**Source text**
○ ○ ○ ○

Quote:
Originally Posted by Cannon Shell
http://www.paulickreport.com/news/ra...ance-on-drugs/
It is always comforting that federal legislation can be filed based on the "beliefs" of several friends of the Congressman with zero actual proof or evidence. It is also nice that instead of actually trying to come up with effective rules the people behind this crusade choose to throw out all common sense and "ban" everything despite zero evidence that simple detection of a medication at a microscopic level can have any effect on a horses performance.
Using the theory that a horse should be immune to all physical frailties in order to be able to run (which is pretty much the theory that the agenda people operate under) means that virtually every horse I have ever trained shouldn't have been allowed to run. Making "zero tolerance" a law will effectively make it impossible to fill a card as it will be necessary to withdraw all medications, even innocuous ones that treat chronic issues like stomach ulcers or allergies, a week or more to avoid a ridiculously minute positive. If you asked the NFL to operate under this standard you would have a 2 game season. Owners will rapidly leave the sport simply because this legislation makes a large percentage of the equine population impossibly expensive to train. At some point, maybe sooner than later, the industry will be asked to pay for this legislation and that will most certainly come from a take out increase and possibly from purses.
And in the end like the banning of steroids, all the supposed "good" that will occur, won't, and this will be all for naught.....as usual. This is like banning all human medications because some people abuse Xanex. They just miss the point.
|
Horses don't ask for meds to keep them well or pain free. No gastroguard growing wild that they go eat everyday. Your NFL thoughts fail to represent the obvious adults are making decisions for their own behalf. Horses only require such treatment because they are in an environment which is artificial to what they would do naturally. Ultimately, people need to medicate horses responsible but everyones veiw of responsible is different. When dutrow years ago told the press he gives ALL of his horses Winstrol he didnt think he was being iresponsible he really thought it helped them. I never understood why hyperbaric chambers were deemed illegal for use the week of raceday? It's oxygen for g-ds sake? How the heck is that bad fr a horse? because it feels better faster? Anyway my point is comparing humans shooting themselves at halftime of an NFL game is completely differt then making a horse eat 2 butes a day so he can stay fit and train.

○ ○ ○ ○

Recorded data

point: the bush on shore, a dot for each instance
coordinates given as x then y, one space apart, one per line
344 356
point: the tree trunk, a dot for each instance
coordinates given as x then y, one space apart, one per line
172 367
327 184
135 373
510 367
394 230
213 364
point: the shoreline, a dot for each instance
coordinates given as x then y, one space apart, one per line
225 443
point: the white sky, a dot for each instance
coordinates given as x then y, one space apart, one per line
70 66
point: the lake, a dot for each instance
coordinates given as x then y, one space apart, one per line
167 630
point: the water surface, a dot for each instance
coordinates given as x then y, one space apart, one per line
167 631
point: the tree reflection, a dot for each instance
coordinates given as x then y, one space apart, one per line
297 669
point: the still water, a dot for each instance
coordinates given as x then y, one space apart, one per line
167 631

○ ○ ○ ○

**Exercise brief**
Copy the stretch from "And in the end" through "miss the point." in the forum exchange on horse racing medication rules, word for word.

**Expected output**
And in the end like the banning of steroids, all the supposed "good" that will occur, won't, and this will be all for naught.....as usual. This is like banning all human medications because some people abuse Xanex. They just miss the point.